All of the data must be returned exactly as given.

· · ·

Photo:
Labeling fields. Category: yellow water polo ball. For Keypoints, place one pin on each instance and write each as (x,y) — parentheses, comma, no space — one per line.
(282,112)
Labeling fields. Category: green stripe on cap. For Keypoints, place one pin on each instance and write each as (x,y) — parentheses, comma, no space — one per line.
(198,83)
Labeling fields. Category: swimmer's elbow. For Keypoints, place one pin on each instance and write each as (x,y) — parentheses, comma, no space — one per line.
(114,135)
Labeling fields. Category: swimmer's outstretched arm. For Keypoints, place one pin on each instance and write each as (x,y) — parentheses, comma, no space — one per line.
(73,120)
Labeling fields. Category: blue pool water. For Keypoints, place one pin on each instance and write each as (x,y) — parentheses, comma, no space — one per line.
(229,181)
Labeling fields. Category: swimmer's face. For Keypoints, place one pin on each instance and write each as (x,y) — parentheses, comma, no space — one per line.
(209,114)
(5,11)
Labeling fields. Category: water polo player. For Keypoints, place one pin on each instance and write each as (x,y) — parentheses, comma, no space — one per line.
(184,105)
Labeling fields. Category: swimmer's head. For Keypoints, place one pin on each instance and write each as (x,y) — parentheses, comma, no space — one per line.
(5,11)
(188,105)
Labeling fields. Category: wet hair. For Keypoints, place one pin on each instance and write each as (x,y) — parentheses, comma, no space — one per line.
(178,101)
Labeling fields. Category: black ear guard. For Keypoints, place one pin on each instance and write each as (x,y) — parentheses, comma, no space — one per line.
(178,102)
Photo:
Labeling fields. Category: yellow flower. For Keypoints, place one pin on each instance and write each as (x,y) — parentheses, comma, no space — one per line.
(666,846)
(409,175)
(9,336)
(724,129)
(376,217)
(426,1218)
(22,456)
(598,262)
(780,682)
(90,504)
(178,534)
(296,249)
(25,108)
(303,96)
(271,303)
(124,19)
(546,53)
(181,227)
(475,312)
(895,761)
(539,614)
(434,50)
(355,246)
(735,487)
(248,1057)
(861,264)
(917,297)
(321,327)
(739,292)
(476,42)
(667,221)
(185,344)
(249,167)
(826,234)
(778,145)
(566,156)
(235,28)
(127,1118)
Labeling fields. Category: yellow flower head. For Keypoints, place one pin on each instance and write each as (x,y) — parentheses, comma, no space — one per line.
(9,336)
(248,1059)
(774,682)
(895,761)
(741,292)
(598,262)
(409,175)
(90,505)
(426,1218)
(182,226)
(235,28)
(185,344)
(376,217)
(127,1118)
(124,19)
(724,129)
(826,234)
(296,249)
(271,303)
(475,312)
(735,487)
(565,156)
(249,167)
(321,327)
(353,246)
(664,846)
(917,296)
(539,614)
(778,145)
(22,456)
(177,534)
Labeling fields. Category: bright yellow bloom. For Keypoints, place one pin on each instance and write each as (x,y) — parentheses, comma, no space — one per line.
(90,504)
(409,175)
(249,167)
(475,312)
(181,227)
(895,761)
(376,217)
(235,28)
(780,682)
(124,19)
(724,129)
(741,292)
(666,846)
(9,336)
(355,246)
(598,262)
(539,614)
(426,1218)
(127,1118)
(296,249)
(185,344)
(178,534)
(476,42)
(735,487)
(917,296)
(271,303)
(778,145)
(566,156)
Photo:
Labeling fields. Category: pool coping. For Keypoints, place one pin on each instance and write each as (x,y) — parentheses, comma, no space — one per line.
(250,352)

· · ·

■ Problem solution ■
Photo:
Labeling fields. Category: yellow water polo ball. For Keypoints, place one pin on each instance and write each as (x,y) — parentheses, comma, no space — one per line.
(282,112)
Labeling fields. Category: green stripe on cap. For Keypoints, place one pin on each instance and write each as (x,y) — parentheses, comma, no space — one per line.
(198,83)
Labeling fields. Category: swimmer's elbow. For Keypoints, place one pin on each instance and write each as (x,y) — parentheses, comma, no space — one per line.
(114,135)
Labeling fields. Category: swimmer's outstretched arm. For Keypoints, place one pin on each instance and write each as (x,y) — parentheses, comma, no space — one per line.
(73,120)
Labeling fields. Category: blue pool water. For Keypoints, place one pin on each instance and write each as (x,y) — parentheses, comma, no space — one per line.
(229,181)
Labeling fields. Category: swimmer's face. For Keypoints, place one pin on each instance and write each as (x,y) — parentheses, comma, no space — one per line.
(209,114)
(5,11)
Labeling fields. Category: water polo player. For Keypoints, place one pin on each instance and write each as (x,y) — parentheses, comma, no space — one per line.
(184,105)
Labeling fields. Category: swimmer's head. For Keypoints, place one pin on each instance and write each as (x,y) — parentheses, comma, no space — one per line.
(5,11)
(188,105)
Labeling fields. Category: wet hair. For Keypoints, place one pin on each instance and write each as (x,y) — parentheses, comma, no space — one per line.
(178,101)
Labeling fields. Category: black ear guard. For Keypoints, place one pin on each instance and write each as (x,y) — parentheses, comma, no space — one per line.
(178,102)
Photo:
Labeling fields. Category: yellow flower. For Keypoints, place one pin on each instance and write each as (x,y) — parentheses, comma, no space — one per line.
(666,846)
(409,175)
(9,336)
(724,129)
(376,217)
(426,1218)
(22,456)
(598,262)
(780,682)
(90,504)
(178,534)
(296,249)
(25,108)
(303,96)
(271,303)
(124,19)
(546,53)
(181,227)
(475,312)
(895,761)
(539,614)
(434,50)
(355,246)
(735,487)
(248,1057)
(861,264)
(917,297)
(321,327)
(739,292)
(476,42)
(667,221)
(185,344)
(249,167)
(826,234)
(778,145)
(566,156)
(235,28)
(127,1118)
Labeling fields. Category: yellow flower head. For Keypoints, place one pin on each instance and write each as (x,y) — parentheses, comma, no space — one per line.
(9,336)
(248,1059)
(774,682)
(895,761)
(741,292)
(598,262)
(409,175)
(90,505)
(426,1218)
(182,226)
(235,28)
(185,344)
(376,217)
(127,1118)
(124,19)
(724,129)
(826,234)
(296,249)
(271,303)
(475,312)
(735,487)
(565,156)
(249,167)
(321,327)
(353,246)
(664,846)
(917,296)
(539,614)
(778,145)
(22,456)
(177,534)
Labeling fields. Category: bright yellow bloom. For Keypoints, place one pin on each instance and write each as (x,y) — parentheses, comma, no space — one per line.
(90,504)
(409,175)
(249,167)
(475,312)
(181,227)
(895,761)
(376,217)
(235,28)
(780,682)
(124,19)
(724,129)
(741,292)
(666,846)
(9,336)
(355,246)
(598,262)
(539,614)
(426,1218)
(127,1118)
(296,249)
(185,344)
(178,534)
(476,42)
(735,487)
(917,296)
(271,303)
(778,145)
(566,156)
Photo:
Labeling fields. Category: pool coping. For Keypoints, place one pin on each instance and write each as (x,y) — parentheses, comma, no space — one per line.
(250,352)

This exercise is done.